Beginning with the line that contains "Target: asphalt road", transcribe every line through the end of the entries exactly as written, and reproduce nothing else.

(Point localization data)
=-=-=

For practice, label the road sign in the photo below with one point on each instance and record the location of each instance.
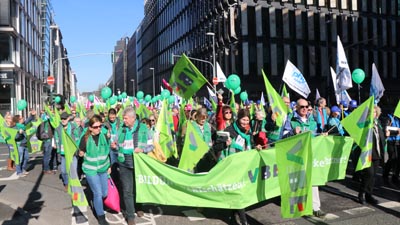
(215, 80)
(50, 80)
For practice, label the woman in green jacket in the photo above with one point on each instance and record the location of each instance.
(94, 147)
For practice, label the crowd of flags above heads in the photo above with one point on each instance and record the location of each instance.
(186, 80)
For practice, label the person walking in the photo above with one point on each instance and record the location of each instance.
(132, 138)
(94, 147)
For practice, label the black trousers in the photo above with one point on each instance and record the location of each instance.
(393, 161)
(367, 177)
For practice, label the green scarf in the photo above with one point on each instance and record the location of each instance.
(243, 135)
(206, 134)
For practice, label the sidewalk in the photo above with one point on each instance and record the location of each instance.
(34, 199)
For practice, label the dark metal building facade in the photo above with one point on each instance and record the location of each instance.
(254, 35)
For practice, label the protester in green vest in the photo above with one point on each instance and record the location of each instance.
(19, 123)
(69, 127)
(303, 121)
(367, 175)
(7, 123)
(274, 131)
(258, 127)
(132, 138)
(94, 147)
(240, 139)
(112, 124)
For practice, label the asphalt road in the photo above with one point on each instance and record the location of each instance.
(41, 199)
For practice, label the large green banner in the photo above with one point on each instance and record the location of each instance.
(294, 159)
(330, 158)
(238, 181)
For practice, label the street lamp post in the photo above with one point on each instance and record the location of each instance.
(133, 87)
(154, 85)
(213, 37)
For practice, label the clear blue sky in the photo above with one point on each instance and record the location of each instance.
(94, 26)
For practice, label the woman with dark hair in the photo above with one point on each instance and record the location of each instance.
(240, 139)
(224, 115)
(94, 147)
(19, 123)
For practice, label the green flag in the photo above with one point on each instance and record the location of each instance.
(55, 119)
(278, 107)
(143, 111)
(359, 124)
(186, 79)
(193, 149)
(67, 109)
(74, 185)
(236, 182)
(9, 136)
(397, 110)
(232, 104)
(294, 159)
(330, 158)
(163, 128)
(284, 92)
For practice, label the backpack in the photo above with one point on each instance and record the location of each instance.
(43, 132)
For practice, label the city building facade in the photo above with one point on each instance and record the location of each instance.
(252, 35)
(31, 49)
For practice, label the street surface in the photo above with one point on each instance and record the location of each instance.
(41, 199)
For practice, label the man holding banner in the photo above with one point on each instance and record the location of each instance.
(301, 122)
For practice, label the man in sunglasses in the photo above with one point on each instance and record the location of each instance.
(132, 138)
(303, 121)
(69, 127)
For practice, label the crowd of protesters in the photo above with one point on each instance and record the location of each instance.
(107, 143)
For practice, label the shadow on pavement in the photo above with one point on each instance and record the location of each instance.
(32, 206)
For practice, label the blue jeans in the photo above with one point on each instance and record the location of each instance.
(113, 156)
(47, 148)
(23, 159)
(99, 186)
(127, 179)
(64, 174)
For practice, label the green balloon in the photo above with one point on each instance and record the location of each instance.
(233, 81)
(227, 85)
(237, 90)
(243, 96)
(113, 100)
(139, 95)
(91, 98)
(147, 98)
(171, 99)
(21, 105)
(165, 94)
(57, 99)
(106, 92)
(123, 94)
(358, 76)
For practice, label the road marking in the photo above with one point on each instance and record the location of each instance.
(390, 204)
(193, 215)
(79, 216)
(14, 176)
(359, 210)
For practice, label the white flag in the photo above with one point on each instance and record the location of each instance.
(340, 95)
(376, 87)
(342, 68)
(317, 95)
(220, 74)
(295, 80)
(262, 100)
(212, 95)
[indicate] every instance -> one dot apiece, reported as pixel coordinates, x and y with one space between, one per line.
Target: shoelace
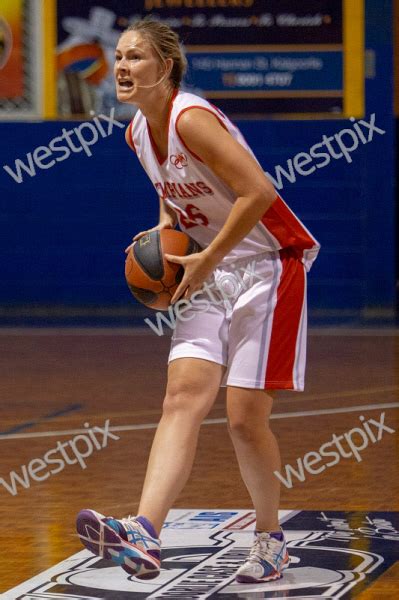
263 549
126 521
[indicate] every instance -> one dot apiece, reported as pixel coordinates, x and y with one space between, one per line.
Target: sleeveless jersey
202 200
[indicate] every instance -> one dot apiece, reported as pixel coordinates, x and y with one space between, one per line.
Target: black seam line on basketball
145 254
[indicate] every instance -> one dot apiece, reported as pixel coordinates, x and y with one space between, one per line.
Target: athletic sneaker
267 559
128 542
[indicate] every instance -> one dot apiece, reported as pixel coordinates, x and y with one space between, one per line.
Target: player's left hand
197 268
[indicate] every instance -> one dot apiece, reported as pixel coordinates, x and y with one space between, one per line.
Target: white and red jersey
202 200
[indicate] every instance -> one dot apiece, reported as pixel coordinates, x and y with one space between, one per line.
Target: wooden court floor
53 381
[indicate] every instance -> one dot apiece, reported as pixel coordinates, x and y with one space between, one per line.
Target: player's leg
192 387
257 451
133 543
267 347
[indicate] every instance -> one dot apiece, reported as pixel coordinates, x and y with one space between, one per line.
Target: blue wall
63 231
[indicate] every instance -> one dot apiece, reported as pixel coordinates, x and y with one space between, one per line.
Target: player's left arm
202 133
234 165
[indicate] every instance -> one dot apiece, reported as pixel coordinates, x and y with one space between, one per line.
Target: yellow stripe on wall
354 104
49 28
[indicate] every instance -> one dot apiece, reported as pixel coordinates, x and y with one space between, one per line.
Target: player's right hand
142 233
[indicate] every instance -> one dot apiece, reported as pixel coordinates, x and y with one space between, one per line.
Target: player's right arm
167 216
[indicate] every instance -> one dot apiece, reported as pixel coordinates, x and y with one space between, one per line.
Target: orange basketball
150 277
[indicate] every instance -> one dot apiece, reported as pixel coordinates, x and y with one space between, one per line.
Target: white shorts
251 317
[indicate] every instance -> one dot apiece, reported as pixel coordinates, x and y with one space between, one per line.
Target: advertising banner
11 62
254 57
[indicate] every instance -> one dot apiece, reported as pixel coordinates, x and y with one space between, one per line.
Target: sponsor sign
333 555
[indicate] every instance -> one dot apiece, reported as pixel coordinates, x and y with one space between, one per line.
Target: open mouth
125 84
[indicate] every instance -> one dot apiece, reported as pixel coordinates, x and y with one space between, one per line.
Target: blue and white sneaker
267 559
127 542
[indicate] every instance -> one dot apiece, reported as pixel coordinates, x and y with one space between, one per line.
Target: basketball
150 277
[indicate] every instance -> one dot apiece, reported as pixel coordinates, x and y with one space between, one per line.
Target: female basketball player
253 340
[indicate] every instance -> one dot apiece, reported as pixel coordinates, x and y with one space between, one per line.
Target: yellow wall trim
49 20
354 26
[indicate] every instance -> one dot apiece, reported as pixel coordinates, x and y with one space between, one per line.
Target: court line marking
92 413
289 415
52 415
139 331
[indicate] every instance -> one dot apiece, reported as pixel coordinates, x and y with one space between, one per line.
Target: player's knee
245 429
185 397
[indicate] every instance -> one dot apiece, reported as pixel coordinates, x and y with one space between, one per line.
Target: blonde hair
166 44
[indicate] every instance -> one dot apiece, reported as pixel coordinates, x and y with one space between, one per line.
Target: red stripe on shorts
286 321
286 228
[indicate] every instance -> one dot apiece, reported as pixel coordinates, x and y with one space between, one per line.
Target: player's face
136 64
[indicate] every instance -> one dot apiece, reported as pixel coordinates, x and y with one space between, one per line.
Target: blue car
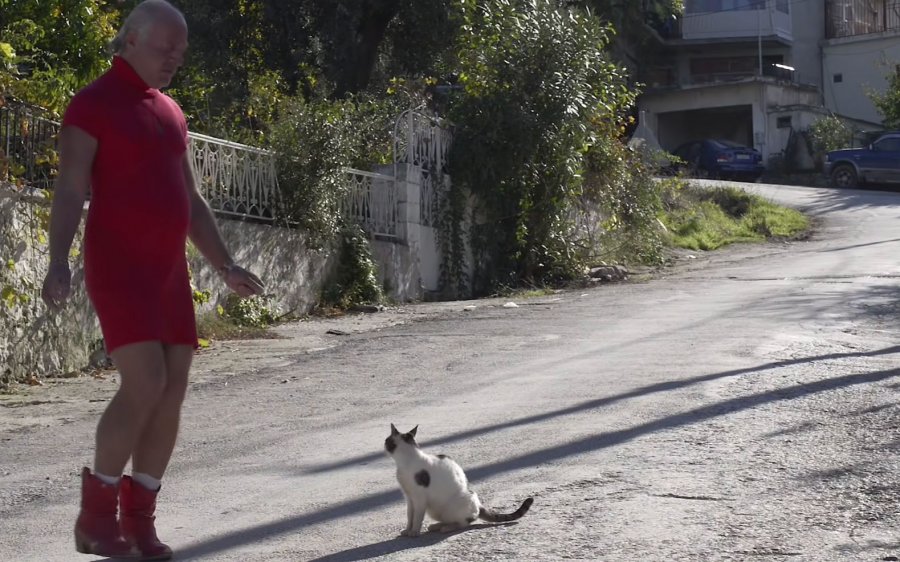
878 162
718 158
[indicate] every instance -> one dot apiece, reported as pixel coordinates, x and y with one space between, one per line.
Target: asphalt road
742 405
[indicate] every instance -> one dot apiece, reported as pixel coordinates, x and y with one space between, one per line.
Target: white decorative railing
422 140
372 202
237 180
429 198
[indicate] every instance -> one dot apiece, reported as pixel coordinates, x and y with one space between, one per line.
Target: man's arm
204 233
76 158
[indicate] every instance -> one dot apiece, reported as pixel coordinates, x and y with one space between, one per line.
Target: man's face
158 52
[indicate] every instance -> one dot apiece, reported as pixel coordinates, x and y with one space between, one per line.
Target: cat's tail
492 516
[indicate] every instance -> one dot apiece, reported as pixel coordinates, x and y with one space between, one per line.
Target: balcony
707 21
850 18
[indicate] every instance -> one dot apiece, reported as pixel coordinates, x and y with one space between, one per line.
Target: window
705 6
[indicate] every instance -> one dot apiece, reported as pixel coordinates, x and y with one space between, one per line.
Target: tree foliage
540 113
888 103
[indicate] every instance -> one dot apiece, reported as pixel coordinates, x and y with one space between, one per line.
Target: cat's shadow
399 543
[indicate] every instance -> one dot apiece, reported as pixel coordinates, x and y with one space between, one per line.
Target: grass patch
707 219
212 326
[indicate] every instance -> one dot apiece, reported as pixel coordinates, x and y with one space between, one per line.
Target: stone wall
36 342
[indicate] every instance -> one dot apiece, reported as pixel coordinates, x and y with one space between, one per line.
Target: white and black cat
435 484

=-=-=

• **Expected answer**:
Target: asphalt road
742 405
[indicate] every instance -> one dot apiece, reported as pixel coordinates, x and y with one space between, one per line.
Target: white decorative railing
422 140
372 202
237 180
429 198
[indicate] every instance -> one dot apiece, reported as pixel coordinates, x and y with one space between, one per line.
Target: man's arm
204 233
76 158
[indicate] every instance -> one dot apiece, reported as pixel coordinates, x and y with one space between, one per line.
Target: man's face
158 52
[indicate] every instance -> one dot apiece, reported as pixel coordinates, x and y with one space between, one per line.
Target: cat's tail
492 516
[indicate] every instance -> one dot apiece, reported as pixel coordinates, x and y with one space between, one per line.
Target: balcony
707 21
850 18
[indicate] every instance -> one dot apiece, reported as pixel coordinates, x and y with one space between, one per line.
Target: window
705 6
[indicate] every instance -> one dot apiece, reported as pixel coordinates, x and y with one space between, one per line.
Target: tree foliage
540 113
888 103
[indicate] every instance -> one dot apiece, reported as pixel coordinates, x and y with one space between, one per line.
Target: cat's shadow
399 543
[indicate] every instance -> one dot apiece, reported as pixel coordinates, x and y with one space between, one per line.
Target: grass patch
707 219
212 326
[indicate] every instance -> one dot apiece, reported as pixel coordinates, x and y with one space between, one per line.
Target: stone wall
36 342
[indicate] every instance -> one dot apiece, reported as pixel coordinates, x and y with one space between, one per line.
Target: white and black cat
435 484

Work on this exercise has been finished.